**PROBLEM STATEMENT**
Could you arrange the lines as a JSON list of strings, one string per line and blank lines left out, covering everything from the line containing "Labeling instructions: identify every child playing" down to the line containing "xmin=0 ymin=187 xmax=474 ymax=354", both included?

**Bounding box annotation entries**
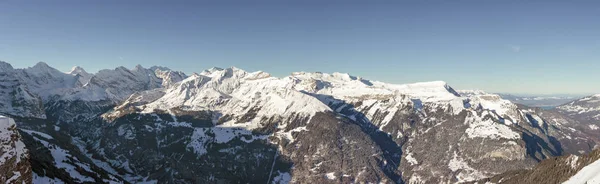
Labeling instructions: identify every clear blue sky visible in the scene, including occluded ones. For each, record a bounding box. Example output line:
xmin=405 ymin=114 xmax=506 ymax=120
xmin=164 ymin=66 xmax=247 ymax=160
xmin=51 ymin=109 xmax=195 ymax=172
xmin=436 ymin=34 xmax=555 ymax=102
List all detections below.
xmin=0 ymin=0 xmax=600 ymax=94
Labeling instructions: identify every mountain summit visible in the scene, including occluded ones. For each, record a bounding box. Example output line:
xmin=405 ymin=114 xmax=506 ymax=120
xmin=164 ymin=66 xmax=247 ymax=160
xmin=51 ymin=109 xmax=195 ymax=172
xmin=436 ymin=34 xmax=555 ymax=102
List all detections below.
xmin=0 ymin=63 xmax=600 ymax=183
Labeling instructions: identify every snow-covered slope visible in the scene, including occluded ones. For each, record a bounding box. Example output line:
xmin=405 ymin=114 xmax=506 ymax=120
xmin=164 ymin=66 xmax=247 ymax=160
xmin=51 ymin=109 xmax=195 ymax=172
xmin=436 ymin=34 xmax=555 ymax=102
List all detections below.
xmin=98 ymin=68 xmax=580 ymax=182
xmin=479 ymin=149 xmax=600 ymax=184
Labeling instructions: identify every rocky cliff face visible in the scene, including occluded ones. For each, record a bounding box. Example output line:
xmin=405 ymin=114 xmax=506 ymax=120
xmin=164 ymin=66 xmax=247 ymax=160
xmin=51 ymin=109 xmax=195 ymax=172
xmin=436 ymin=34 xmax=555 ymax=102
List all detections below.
xmin=0 ymin=116 xmax=32 ymax=183
xmin=2 ymin=61 xmax=598 ymax=183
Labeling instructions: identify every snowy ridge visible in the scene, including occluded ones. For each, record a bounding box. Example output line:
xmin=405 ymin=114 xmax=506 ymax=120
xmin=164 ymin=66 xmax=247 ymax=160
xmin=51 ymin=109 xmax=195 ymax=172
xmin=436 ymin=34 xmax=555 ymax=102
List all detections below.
xmin=557 ymin=94 xmax=600 ymax=115
xmin=0 ymin=116 xmax=31 ymax=183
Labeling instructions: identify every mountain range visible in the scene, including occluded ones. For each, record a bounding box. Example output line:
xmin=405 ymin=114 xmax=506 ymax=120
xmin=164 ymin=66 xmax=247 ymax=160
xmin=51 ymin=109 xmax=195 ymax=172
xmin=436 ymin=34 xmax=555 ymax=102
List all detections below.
xmin=0 ymin=62 xmax=600 ymax=183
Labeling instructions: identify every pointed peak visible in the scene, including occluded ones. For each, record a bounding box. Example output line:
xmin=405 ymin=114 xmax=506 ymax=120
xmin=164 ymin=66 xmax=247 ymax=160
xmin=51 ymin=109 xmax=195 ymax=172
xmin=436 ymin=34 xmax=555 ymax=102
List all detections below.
xmin=150 ymin=66 xmax=172 ymax=72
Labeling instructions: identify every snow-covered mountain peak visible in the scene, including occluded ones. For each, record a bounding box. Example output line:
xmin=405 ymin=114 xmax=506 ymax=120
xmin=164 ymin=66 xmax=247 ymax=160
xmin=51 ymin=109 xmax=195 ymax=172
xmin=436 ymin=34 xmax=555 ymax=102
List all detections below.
xmin=68 ymin=66 xmax=89 ymax=75
xmin=0 ymin=61 xmax=13 ymax=71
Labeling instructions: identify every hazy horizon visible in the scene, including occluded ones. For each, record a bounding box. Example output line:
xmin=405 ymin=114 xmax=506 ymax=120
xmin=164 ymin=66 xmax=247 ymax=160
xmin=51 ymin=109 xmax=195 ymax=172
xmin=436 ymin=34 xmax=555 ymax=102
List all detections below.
xmin=0 ymin=0 xmax=600 ymax=95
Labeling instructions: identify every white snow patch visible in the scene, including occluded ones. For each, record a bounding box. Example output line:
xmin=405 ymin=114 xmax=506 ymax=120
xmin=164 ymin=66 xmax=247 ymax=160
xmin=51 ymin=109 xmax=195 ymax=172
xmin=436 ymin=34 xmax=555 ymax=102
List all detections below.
xmin=563 ymin=157 xmax=600 ymax=184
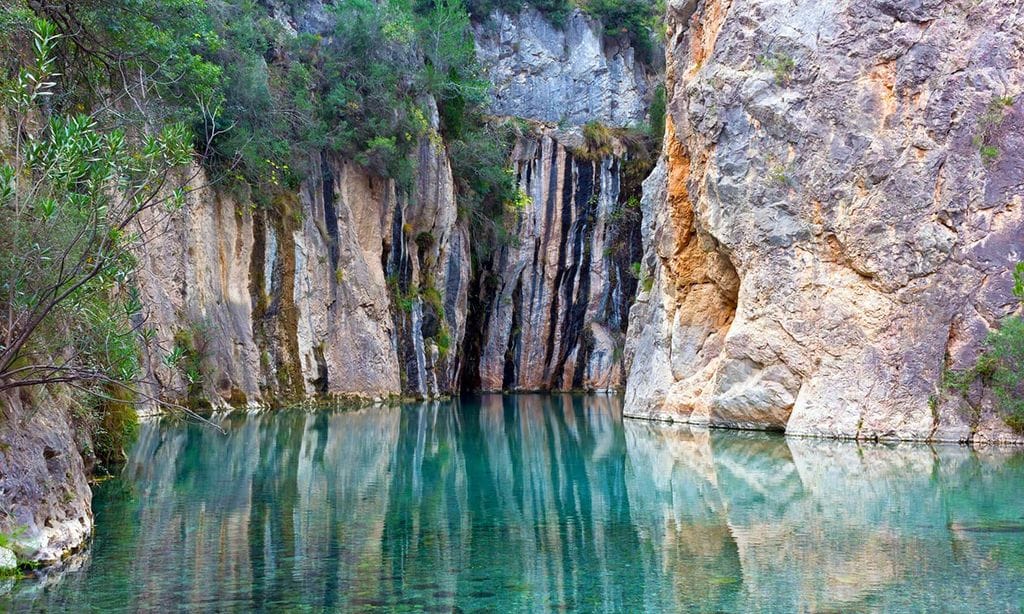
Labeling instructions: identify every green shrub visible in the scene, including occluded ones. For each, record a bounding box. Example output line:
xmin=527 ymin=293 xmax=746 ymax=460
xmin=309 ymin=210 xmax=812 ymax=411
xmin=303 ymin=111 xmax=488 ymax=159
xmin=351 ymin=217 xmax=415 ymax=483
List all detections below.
xmin=942 ymin=263 xmax=1024 ymax=433
xmin=758 ymin=53 xmax=797 ymax=85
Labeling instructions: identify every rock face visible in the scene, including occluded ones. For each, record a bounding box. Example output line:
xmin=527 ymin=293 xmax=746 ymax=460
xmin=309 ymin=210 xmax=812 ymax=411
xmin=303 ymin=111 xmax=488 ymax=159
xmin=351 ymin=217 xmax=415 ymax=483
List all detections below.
xmin=134 ymin=125 xmax=469 ymax=405
xmin=474 ymin=8 xmax=654 ymax=126
xmin=0 ymin=391 xmax=92 ymax=569
xmin=478 ymin=129 xmax=640 ymax=390
xmin=626 ymin=0 xmax=1024 ymax=441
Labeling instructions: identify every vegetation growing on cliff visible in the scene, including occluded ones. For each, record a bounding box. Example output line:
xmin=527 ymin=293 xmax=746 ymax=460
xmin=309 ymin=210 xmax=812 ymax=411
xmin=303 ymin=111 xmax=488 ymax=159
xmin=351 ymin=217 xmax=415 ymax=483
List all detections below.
xmin=0 ymin=13 xmax=194 ymax=465
xmin=943 ymin=263 xmax=1024 ymax=433
xmin=466 ymin=0 xmax=665 ymax=63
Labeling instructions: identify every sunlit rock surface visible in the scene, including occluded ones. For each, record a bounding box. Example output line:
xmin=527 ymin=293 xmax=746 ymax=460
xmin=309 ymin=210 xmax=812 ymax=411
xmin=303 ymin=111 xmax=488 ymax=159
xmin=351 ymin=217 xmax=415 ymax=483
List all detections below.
xmin=0 ymin=390 xmax=92 ymax=569
xmin=626 ymin=0 xmax=1024 ymax=441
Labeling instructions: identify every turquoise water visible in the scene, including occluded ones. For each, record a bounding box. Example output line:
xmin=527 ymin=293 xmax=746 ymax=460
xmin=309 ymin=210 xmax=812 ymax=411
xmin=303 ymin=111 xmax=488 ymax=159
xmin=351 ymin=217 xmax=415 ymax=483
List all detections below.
xmin=0 ymin=395 xmax=1024 ymax=613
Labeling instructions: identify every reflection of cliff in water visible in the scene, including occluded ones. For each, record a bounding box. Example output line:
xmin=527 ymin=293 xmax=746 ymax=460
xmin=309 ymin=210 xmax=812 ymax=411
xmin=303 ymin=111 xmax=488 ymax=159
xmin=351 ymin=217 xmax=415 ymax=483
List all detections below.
xmin=12 ymin=395 xmax=1024 ymax=612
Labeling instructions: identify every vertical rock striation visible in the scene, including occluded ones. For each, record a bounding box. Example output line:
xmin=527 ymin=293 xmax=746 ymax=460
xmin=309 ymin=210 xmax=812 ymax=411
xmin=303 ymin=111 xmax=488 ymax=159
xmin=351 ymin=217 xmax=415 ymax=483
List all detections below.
xmin=626 ymin=0 xmax=1024 ymax=441
xmin=139 ymin=118 xmax=469 ymax=405
xmin=479 ymin=130 xmax=639 ymax=390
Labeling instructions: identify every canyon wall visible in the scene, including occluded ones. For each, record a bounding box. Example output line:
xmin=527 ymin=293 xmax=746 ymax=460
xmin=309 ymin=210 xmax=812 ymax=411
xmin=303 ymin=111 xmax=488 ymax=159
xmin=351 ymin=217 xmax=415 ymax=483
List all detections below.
xmin=132 ymin=6 xmax=654 ymax=406
xmin=134 ymin=116 xmax=469 ymax=405
xmin=626 ymin=0 xmax=1024 ymax=441
xmin=474 ymin=7 xmax=653 ymax=126
xmin=478 ymin=130 xmax=640 ymax=390
xmin=0 ymin=389 xmax=93 ymax=563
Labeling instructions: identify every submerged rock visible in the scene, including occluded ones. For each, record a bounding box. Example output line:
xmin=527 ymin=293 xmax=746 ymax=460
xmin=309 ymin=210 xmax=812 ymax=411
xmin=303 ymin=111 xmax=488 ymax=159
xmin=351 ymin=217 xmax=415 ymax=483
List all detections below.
xmin=626 ymin=0 xmax=1024 ymax=442
xmin=0 ymin=546 xmax=17 ymax=575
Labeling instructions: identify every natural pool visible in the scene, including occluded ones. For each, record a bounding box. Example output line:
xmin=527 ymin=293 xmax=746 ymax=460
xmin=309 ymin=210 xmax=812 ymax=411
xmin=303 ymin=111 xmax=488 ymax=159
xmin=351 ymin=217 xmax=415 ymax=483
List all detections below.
xmin=0 ymin=395 xmax=1024 ymax=613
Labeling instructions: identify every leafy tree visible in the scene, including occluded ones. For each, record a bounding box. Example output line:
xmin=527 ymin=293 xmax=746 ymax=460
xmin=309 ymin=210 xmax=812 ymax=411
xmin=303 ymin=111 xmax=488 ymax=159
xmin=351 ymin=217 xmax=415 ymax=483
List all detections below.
xmin=0 ymin=18 xmax=193 ymax=400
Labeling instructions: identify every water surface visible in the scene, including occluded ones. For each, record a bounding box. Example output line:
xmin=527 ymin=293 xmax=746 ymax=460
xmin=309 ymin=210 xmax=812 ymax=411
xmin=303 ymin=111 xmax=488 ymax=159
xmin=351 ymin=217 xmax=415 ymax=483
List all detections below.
xmin=6 ymin=395 xmax=1024 ymax=613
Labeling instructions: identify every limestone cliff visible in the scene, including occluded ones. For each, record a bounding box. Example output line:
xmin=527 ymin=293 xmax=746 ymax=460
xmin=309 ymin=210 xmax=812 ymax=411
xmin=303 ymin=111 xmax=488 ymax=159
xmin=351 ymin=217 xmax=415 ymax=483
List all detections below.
xmin=132 ymin=6 xmax=654 ymax=405
xmin=134 ymin=122 xmax=469 ymax=404
xmin=626 ymin=0 xmax=1024 ymax=441
xmin=474 ymin=7 xmax=654 ymax=126
xmin=468 ymin=129 xmax=640 ymax=390
xmin=0 ymin=390 xmax=92 ymax=563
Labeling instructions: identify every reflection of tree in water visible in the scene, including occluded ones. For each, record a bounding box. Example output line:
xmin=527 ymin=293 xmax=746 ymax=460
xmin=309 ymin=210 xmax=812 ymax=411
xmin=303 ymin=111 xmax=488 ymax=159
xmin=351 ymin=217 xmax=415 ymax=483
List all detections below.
xmin=384 ymin=395 xmax=643 ymax=608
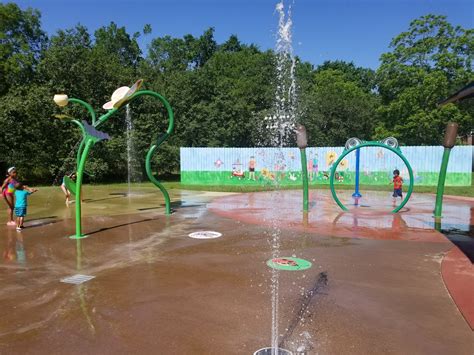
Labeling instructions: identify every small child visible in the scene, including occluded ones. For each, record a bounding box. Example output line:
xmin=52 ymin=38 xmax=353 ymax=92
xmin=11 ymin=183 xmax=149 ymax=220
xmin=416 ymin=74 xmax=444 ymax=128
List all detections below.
xmin=61 ymin=173 xmax=76 ymax=206
xmin=392 ymin=169 xmax=403 ymax=203
xmin=15 ymin=182 xmax=38 ymax=231
xmin=249 ymin=156 xmax=257 ymax=181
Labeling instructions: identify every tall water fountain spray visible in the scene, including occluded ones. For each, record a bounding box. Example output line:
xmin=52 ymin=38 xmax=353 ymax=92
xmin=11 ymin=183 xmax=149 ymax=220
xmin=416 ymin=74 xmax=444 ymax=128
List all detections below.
xmin=125 ymin=105 xmax=135 ymax=197
xmin=266 ymin=0 xmax=297 ymax=355
xmin=265 ymin=0 xmax=298 ymax=147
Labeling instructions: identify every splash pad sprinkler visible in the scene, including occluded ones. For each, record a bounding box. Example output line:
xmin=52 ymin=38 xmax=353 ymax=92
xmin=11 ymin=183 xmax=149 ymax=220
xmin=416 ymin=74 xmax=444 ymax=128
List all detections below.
xmin=329 ymin=137 xmax=414 ymax=213
xmin=54 ymin=80 xmax=174 ymax=239
xmin=434 ymin=122 xmax=458 ymax=224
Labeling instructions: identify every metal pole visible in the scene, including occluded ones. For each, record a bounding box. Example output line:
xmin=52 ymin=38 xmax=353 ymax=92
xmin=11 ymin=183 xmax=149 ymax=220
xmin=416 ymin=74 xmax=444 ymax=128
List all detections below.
xmin=352 ymin=148 xmax=362 ymax=197
xmin=300 ymin=148 xmax=309 ymax=213
xmin=69 ymin=139 xmax=94 ymax=239
xmin=434 ymin=148 xmax=451 ymax=218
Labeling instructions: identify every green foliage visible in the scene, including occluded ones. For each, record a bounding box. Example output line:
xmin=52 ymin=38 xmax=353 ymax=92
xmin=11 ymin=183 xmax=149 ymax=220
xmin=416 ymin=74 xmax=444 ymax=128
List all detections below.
xmin=0 ymin=3 xmax=474 ymax=184
xmin=374 ymin=15 xmax=474 ymax=145
xmin=0 ymin=3 xmax=46 ymax=95
xmin=301 ymin=66 xmax=378 ymax=146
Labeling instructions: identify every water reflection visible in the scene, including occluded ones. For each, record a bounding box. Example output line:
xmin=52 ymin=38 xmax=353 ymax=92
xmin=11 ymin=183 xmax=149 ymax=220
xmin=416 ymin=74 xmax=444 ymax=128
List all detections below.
xmin=76 ymin=239 xmax=95 ymax=334
xmin=3 ymin=229 xmax=26 ymax=265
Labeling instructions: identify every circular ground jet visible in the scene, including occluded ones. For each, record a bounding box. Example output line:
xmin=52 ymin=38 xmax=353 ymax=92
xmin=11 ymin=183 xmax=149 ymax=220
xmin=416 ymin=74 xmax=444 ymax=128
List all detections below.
xmin=189 ymin=231 xmax=222 ymax=239
xmin=253 ymin=347 xmax=293 ymax=355
xmin=267 ymin=256 xmax=312 ymax=271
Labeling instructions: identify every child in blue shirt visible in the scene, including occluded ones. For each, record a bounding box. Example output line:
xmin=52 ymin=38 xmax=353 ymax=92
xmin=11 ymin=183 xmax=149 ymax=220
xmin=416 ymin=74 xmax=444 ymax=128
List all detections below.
xmin=15 ymin=183 xmax=38 ymax=231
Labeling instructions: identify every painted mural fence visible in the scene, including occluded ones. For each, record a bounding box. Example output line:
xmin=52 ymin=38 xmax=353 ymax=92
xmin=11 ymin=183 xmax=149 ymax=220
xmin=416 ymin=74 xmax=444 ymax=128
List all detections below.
xmin=180 ymin=146 xmax=473 ymax=186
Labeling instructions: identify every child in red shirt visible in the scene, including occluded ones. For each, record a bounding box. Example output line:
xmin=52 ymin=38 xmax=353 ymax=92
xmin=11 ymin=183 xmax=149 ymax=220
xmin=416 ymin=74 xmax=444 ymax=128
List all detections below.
xmin=392 ymin=169 xmax=403 ymax=203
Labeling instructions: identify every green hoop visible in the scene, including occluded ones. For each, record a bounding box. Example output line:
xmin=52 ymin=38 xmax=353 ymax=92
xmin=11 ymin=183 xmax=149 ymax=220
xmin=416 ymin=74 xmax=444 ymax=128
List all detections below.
xmin=329 ymin=142 xmax=414 ymax=213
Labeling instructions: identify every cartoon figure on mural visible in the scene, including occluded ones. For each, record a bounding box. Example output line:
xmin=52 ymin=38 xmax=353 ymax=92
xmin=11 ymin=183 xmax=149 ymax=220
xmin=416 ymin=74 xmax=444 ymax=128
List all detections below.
xmin=334 ymin=159 xmax=349 ymax=182
xmin=230 ymin=159 xmax=245 ymax=180
xmin=249 ymin=155 xmax=257 ymax=181
xmin=310 ymin=153 xmax=319 ymax=180
xmin=288 ymin=151 xmax=297 ymax=181
xmin=214 ymin=158 xmax=224 ymax=169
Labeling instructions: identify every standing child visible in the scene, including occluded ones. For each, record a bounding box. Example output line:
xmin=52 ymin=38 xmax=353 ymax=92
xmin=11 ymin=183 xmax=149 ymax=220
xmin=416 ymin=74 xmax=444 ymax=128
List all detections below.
xmin=392 ymin=169 xmax=403 ymax=204
xmin=61 ymin=173 xmax=76 ymax=206
xmin=15 ymin=183 xmax=38 ymax=231
xmin=2 ymin=166 xmax=18 ymax=226
xmin=249 ymin=156 xmax=257 ymax=181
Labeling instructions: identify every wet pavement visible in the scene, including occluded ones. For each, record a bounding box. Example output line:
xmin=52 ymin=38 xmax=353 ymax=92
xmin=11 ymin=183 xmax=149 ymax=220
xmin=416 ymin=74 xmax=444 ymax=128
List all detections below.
xmin=0 ymin=185 xmax=474 ymax=354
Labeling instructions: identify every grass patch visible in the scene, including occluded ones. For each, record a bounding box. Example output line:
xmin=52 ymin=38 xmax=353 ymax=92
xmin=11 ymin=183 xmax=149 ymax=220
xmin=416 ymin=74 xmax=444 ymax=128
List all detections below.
xmin=39 ymin=174 xmax=474 ymax=197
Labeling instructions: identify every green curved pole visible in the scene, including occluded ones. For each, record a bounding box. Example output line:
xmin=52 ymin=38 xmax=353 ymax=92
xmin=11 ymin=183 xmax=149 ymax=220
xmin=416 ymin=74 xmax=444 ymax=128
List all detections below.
xmin=300 ymin=148 xmax=309 ymax=212
xmin=145 ymin=145 xmax=171 ymax=215
xmin=329 ymin=142 xmax=414 ymax=213
xmin=434 ymin=148 xmax=451 ymax=218
xmin=94 ymin=90 xmax=174 ymax=215
xmin=68 ymin=97 xmax=96 ymax=124
xmin=71 ymin=120 xmax=86 ymax=171
xmin=69 ymin=139 xmax=94 ymax=239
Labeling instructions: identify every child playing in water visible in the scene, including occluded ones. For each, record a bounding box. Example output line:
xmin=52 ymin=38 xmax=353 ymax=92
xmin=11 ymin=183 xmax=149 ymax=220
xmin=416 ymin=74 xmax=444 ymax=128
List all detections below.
xmin=15 ymin=182 xmax=38 ymax=231
xmin=392 ymin=169 xmax=403 ymax=204
xmin=249 ymin=156 xmax=257 ymax=181
xmin=2 ymin=166 xmax=18 ymax=226
xmin=61 ymin=173 xmax=76 ymax=206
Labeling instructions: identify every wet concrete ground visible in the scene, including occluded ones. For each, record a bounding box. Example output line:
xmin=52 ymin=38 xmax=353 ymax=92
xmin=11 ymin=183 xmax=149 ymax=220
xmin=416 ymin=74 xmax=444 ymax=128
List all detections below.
xmin=0 ymin=187 xmax=474 ymax=354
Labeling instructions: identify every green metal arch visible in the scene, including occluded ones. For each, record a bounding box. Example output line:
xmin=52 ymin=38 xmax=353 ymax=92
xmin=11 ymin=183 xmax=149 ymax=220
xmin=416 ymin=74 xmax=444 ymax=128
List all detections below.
xmin=94 ymin=90 xmax=174 ymax=215
xmin=329 ymin=142 xmax=414 ymax=213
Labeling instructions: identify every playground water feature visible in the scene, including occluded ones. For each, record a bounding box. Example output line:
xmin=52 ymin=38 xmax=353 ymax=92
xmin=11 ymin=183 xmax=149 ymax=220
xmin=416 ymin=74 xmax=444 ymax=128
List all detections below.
xmin=125 ymin=105 xmax=136 ymax=197
xmin=0 ymin=3 xmax=472 ymax=355
xmin=0 ymin=184 xmax=474 ymax=354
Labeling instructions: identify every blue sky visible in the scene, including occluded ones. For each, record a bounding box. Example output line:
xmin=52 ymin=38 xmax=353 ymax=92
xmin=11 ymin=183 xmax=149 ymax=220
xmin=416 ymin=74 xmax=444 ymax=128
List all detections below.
xmin=11 ymin=0 xmax=474 ymax=68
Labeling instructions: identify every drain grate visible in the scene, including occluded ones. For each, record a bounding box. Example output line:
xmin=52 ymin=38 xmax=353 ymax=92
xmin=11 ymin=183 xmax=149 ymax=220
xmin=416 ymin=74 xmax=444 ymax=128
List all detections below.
xmin=267 ymin=257 xmax=312 ymax=271
xmin=189 ymin=231 xmax=222 ymax=239
xmin=59 ymin=274 xmax=95 ymax=285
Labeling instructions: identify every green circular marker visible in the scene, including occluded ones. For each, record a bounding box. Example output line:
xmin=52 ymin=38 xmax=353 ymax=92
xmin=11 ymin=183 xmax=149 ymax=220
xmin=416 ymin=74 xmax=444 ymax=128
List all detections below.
xmin=267 ymin=256 xmax=312 ymax=271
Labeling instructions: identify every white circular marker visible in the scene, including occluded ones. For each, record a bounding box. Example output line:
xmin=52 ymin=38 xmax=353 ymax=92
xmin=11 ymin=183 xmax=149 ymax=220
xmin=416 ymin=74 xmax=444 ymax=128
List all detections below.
xmin=189 ymin=231 xmax=222 ymax=239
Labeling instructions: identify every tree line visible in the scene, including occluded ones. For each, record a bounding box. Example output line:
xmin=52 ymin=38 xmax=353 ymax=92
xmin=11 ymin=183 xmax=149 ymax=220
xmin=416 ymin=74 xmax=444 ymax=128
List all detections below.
xmin=0 ymin=3 xmax=474 ymax=183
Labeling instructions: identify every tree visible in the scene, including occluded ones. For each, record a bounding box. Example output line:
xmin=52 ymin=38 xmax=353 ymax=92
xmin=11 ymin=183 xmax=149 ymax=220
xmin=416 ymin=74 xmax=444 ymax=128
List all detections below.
xmin=0 ymin=3 xmax=47 ymax=95
xmin=301 ymin=69 xmax=377 ymax=147
xmin=375 ymin=15 xmax=474 ymax=144
xmin=94 ymin=22 xmax=141 ymax=66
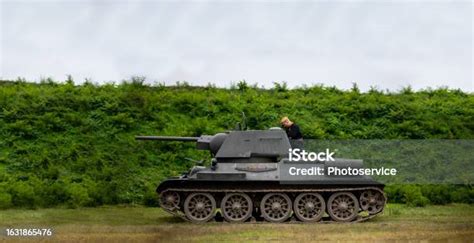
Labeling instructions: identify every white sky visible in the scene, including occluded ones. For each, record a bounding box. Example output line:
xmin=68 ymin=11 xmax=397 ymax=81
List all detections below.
xmin=0 ymin=0 xmax=474 ymax=92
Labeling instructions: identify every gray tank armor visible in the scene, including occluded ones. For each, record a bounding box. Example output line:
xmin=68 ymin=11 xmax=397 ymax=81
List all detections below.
xmin=136 ymin=128 xmax=386 ymax=223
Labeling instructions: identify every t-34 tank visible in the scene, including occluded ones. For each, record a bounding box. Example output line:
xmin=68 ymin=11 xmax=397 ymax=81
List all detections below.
xmin=136 ymin=129 xmax=386 ymax=222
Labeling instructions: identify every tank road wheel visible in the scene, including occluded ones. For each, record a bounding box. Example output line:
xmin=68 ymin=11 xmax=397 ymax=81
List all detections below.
xmin=221 ymin=193 xmax=253 ymax=222
xmin=184 ymin=193 xmax=216 ymax=223
xmin=293 ymin=193 xmax=326 ymax=222
xmin=160 ymin=191 xmax=180 ymax=211
xmin=360 ymin=190 xmax=385 ymax=214
xmin=260 ymin=193 xmax=292 ymax=223
xmin=328 ymin=192 xmax=359 ymax=222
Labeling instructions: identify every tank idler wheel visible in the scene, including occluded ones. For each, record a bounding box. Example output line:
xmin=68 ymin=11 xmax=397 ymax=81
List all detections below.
xmin=293 ymin=193 xmax=326 ymax=222
xmin=184 ymin=193 xmax=216 ymax=223
xmin=327 ymin=192 xmax=359 ymax=222
xmin=260 ymin=193 xmax=292 ymax=223
xmin=360 ymin=190 xmax=385 ymax=214
xmin=160 ymin=191 xmax=180 ymax=210
xmin=221 ymin=193 xmax=253 ymax=223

**WRITTEN REPLY**
[
  "Labeling instructions: identify every child playing in water visible in the scene, including occluded ones. For each, record a bounding box. Example output line:",
  "xmin=52 ymin=38 xmax=353 ymax=92",
  "xmin=11 ymin=183 xmax=149 ymax=220",
  "xmin=416 ymin=74 xmax=444 ymax=128",
  "List all detections below.",
  "xmin=15 ymin=182 xmax=38 ymax=231",
  "xmin=392 ymin=169 xmax=403 ymax=204",
  "xmin=249 ymin=156 xmax=257 ymax=181",
  "xmin=2 ymin=166 xmax=18 ymax=226",
  "xmin=61 ymin=173 xmax=76 ymax=206",
  "Labeling instructions: identify every wet concrete ground visible in the scene, including occluded ones. For each, record a bounding box. Example output line:",
  "xmin=52 ymin=38 xmax=353 ymax=92",
  "xmin=11 ymin=183 xmax=149 ymax=220",
  "xmin=416 ymin=74 xmax=444 ymax=128",
  "List all detections below.",
  "xmin=0 ymin=187 xmax=474 ymax=354"
]